* begin *

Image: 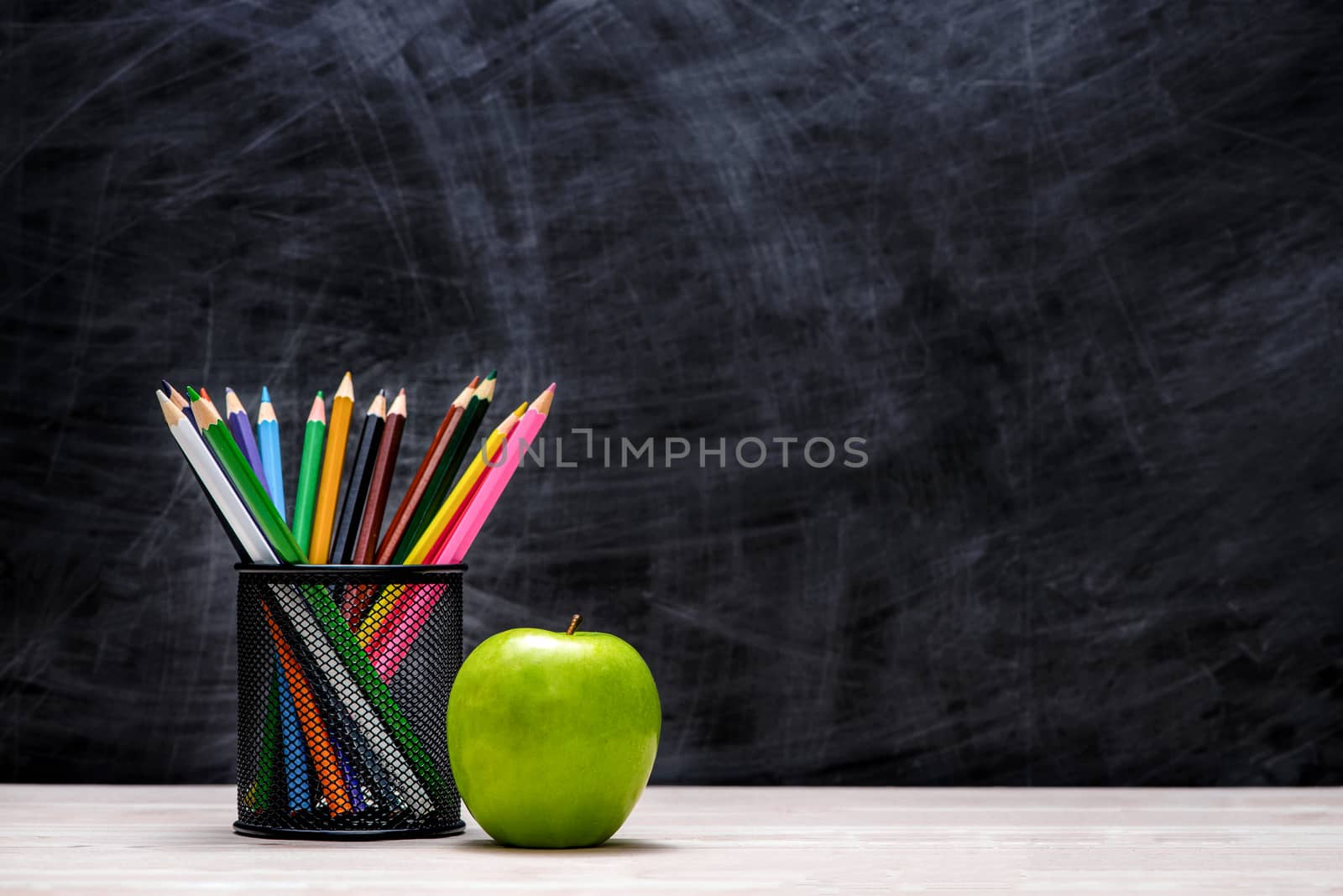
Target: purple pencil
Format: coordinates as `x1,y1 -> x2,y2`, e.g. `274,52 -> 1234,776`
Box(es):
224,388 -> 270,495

* end *
* begin *

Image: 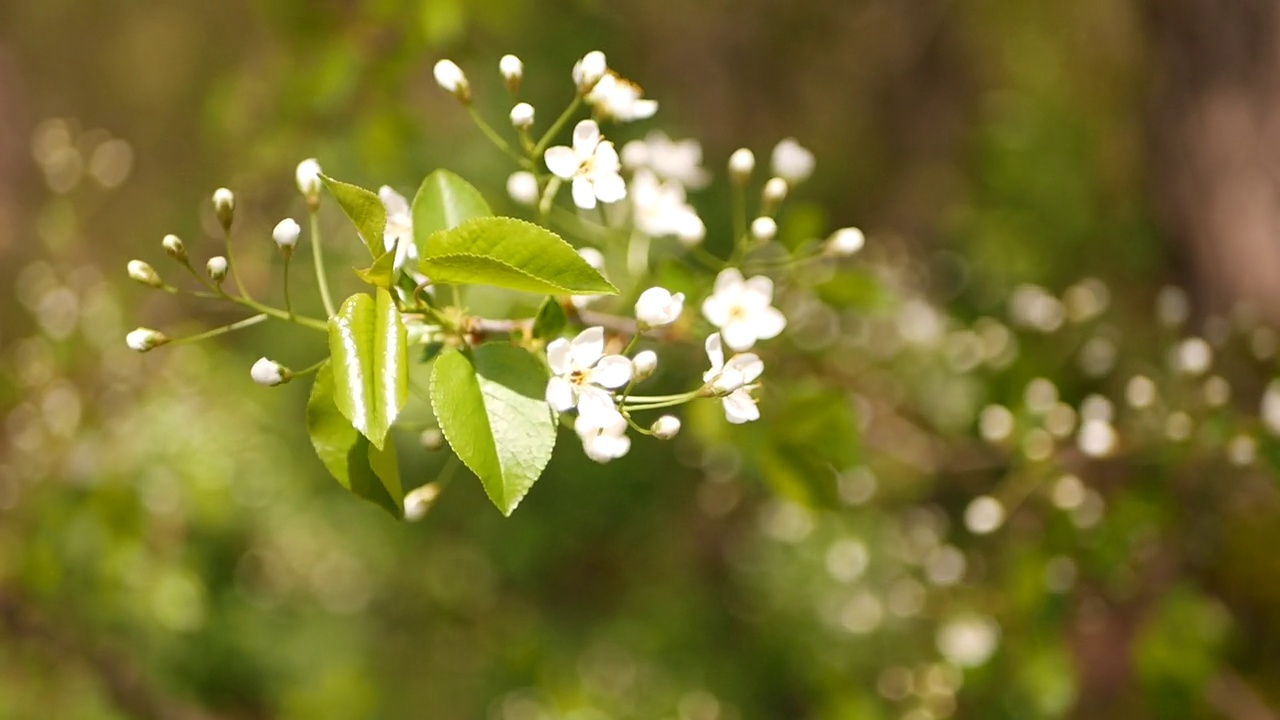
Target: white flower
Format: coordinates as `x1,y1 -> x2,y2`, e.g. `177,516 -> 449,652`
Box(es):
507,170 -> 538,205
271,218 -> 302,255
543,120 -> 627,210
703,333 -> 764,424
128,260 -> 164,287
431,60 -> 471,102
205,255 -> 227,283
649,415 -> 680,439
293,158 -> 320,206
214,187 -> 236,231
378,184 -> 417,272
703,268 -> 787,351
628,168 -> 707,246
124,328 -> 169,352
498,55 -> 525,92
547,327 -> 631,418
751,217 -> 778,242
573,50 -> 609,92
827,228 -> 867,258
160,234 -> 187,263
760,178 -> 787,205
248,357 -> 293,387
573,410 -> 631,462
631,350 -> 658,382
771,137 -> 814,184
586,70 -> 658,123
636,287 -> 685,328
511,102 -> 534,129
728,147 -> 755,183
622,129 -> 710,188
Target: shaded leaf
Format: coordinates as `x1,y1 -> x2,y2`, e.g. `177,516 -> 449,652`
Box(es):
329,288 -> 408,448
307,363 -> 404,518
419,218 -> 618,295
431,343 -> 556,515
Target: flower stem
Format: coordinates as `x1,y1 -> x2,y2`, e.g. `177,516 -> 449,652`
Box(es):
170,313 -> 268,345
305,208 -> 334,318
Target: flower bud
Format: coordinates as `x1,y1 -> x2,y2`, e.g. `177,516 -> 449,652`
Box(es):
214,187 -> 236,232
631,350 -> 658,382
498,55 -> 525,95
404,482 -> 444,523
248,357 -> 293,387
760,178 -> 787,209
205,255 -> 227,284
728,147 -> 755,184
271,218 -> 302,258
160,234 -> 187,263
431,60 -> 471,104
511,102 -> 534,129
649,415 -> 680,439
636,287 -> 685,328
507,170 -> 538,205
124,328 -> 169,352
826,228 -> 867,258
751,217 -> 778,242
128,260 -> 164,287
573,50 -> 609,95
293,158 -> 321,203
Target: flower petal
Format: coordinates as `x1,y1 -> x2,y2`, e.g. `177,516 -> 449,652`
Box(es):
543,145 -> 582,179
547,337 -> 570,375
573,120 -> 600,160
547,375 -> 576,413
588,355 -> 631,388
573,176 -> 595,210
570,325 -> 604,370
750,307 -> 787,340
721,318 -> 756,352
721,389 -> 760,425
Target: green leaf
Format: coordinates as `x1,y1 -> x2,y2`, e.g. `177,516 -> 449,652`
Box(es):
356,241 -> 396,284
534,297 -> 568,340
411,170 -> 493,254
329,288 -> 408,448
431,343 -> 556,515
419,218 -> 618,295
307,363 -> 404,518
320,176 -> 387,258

* end *
* begin *

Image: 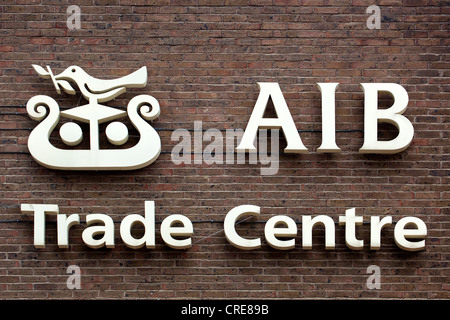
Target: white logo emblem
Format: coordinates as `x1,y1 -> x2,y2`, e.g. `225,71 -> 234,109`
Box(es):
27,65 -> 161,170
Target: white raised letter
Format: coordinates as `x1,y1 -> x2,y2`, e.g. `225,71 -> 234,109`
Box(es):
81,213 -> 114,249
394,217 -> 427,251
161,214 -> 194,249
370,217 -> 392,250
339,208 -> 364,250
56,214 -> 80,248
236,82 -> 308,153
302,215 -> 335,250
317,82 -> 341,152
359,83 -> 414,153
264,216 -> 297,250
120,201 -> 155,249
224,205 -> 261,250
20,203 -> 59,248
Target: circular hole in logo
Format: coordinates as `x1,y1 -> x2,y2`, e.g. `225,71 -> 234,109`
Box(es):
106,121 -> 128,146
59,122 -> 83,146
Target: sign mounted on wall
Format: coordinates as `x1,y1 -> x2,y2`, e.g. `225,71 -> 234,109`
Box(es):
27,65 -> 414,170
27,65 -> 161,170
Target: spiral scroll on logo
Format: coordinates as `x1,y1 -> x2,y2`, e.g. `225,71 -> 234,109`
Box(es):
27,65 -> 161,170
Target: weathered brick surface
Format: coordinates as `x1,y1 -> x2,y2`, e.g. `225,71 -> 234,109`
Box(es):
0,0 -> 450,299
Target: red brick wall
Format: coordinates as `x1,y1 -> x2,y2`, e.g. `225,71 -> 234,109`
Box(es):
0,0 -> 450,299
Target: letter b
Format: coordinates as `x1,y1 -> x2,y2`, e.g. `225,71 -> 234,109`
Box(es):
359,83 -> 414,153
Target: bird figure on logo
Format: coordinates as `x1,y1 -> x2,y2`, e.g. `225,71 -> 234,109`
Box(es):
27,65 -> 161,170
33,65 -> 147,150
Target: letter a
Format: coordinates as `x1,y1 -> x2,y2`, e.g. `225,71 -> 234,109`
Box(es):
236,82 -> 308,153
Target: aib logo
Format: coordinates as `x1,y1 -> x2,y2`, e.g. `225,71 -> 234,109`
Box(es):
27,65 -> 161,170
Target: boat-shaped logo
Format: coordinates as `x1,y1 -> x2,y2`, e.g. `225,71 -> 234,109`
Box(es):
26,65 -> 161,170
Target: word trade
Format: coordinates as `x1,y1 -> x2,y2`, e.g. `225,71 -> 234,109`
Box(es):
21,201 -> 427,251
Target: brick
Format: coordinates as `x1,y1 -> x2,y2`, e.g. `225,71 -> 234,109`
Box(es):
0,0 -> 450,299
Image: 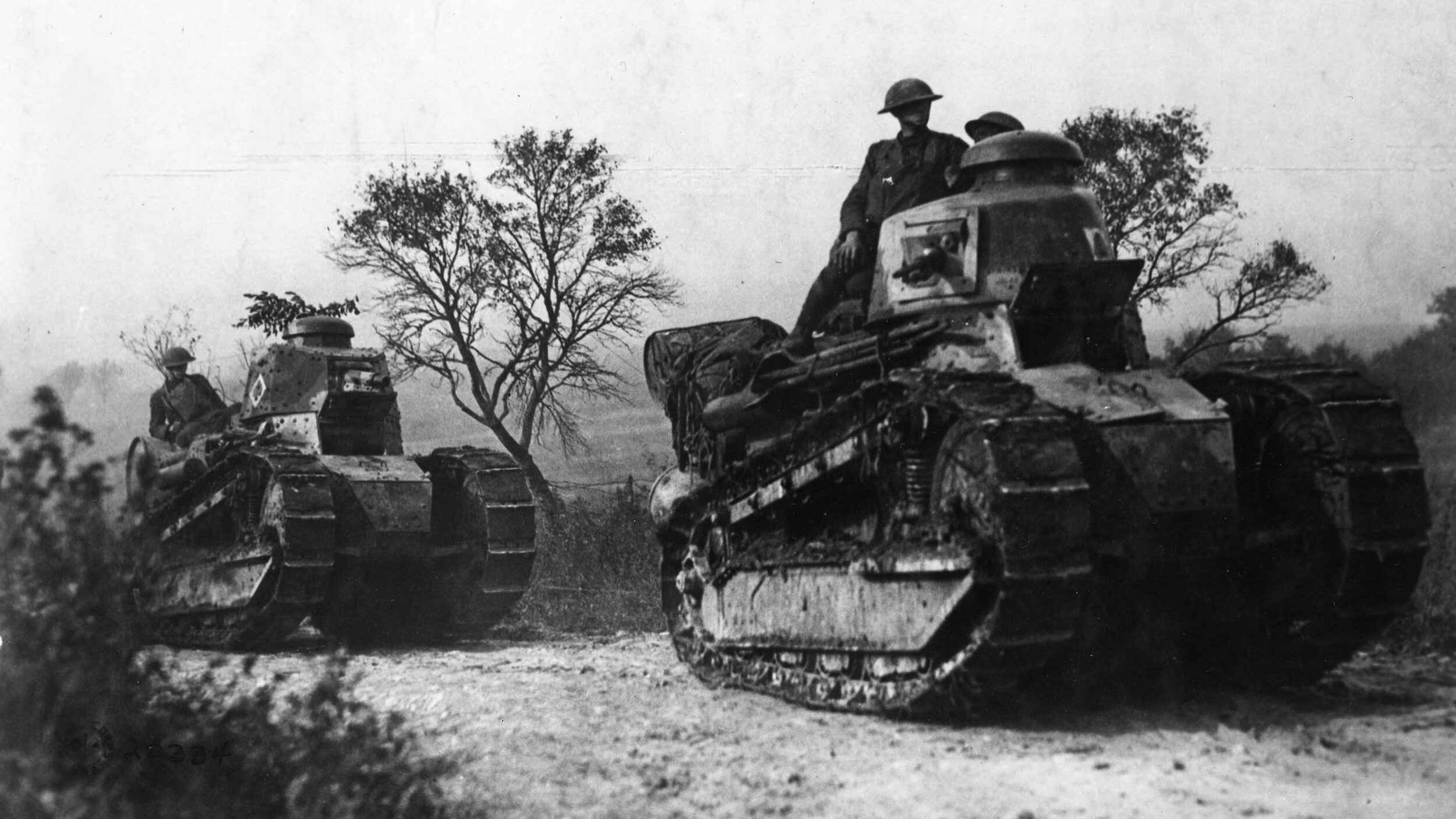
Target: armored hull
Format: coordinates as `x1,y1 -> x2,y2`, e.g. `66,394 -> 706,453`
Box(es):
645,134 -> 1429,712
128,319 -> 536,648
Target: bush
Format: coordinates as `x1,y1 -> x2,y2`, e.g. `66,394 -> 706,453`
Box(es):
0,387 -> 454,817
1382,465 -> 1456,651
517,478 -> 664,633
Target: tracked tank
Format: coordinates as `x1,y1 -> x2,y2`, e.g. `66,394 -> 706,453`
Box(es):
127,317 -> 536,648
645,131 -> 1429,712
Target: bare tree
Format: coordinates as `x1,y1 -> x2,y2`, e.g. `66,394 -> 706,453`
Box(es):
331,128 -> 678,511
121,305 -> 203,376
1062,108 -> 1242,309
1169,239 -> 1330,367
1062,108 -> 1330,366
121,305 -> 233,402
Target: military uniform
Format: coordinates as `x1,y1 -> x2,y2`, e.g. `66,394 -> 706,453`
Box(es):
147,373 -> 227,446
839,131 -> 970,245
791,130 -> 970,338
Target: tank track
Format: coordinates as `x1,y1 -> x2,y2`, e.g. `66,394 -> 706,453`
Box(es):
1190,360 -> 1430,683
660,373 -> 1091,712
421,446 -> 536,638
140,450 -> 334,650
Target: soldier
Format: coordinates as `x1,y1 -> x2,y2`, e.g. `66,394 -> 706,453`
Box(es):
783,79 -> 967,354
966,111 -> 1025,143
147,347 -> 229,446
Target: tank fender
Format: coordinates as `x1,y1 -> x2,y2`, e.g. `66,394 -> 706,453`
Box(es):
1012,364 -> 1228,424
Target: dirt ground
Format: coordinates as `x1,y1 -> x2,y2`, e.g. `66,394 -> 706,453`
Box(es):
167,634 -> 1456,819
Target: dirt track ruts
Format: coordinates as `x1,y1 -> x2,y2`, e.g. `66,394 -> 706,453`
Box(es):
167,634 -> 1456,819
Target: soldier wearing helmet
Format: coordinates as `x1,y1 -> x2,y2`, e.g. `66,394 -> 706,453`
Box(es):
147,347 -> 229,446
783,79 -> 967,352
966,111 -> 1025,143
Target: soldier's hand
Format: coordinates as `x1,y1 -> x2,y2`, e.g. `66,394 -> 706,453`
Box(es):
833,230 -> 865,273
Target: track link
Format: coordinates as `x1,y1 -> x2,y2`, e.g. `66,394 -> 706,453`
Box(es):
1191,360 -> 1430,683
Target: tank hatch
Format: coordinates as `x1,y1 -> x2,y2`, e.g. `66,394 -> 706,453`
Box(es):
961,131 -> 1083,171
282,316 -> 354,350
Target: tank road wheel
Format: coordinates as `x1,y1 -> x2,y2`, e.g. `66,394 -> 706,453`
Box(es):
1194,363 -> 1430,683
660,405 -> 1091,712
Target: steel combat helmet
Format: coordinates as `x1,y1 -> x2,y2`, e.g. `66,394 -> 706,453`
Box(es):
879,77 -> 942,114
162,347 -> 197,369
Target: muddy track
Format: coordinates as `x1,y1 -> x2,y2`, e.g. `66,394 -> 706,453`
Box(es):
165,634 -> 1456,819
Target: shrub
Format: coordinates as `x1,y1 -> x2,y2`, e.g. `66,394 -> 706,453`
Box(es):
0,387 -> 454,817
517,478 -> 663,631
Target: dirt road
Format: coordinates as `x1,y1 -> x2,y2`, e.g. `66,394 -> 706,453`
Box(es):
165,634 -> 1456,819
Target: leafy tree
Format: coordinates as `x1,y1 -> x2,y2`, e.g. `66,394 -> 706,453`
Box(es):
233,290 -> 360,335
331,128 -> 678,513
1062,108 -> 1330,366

* end *

Exercise objective: Reproduce the lines starting at the one containing "Target: letter a" and ending at the one containing "645,131 -> 1429,712", substituting "armored body" for "armored hull" and leaving everything else unchanged. Give only those lines, and leave the pictures out.

Finished task:
Target: letter a
Format: coordinates as `x1,y1 -> x2,y2`, e.g. `225,71 -> 234,109`
Box(es):
236,82 -> 308,153
Target: aib logo
Format: coordinates as `x1,y1 -> x2,y2`, e.g. `225,71 -> 234,109`
Box(es):
27,65 -> 161,170
Target: boat-shaped logo
Format: coordinates as `x1,y1 -> x2,y2`, e.g. `225,71 -> 234,109`
Box(es):
26,65 -> 161,170
Target: word trade
Format: coordinates as `x1,y1 -> x2,y2`, e.g. `225,71 -> 234,109`
Box(es):
21,201 -> 427,251
Target: brick
Format: coordinates as `x1,y1 -> x2,y2`, e.g. `225,71 -> 234,109`
Box(es):
0,0 -> 450,299
Image: 
Target: armored body
Format: coordinates as `x1,y1 -> x2,y2`, e.g. `66,394 -> 706,453`
Box(es):
645,134 -> 1429,712
128,319 -> 536,648
Target: bush
Format: coordinates as `x1,y1 -> x2,y2`, e.g. `66,394 -> 706,453`
Box(es):
0,387 -> 454,817
1382,465 -> 1456,651
517,478 -> 664,633
Target: tracked tank
Format: coordinates as `x1,y1 -> x2,y2`, e.g. `66,394 -> 706,453`
Box(es):
127,317 -> 536,648
645,131 -> 1429,712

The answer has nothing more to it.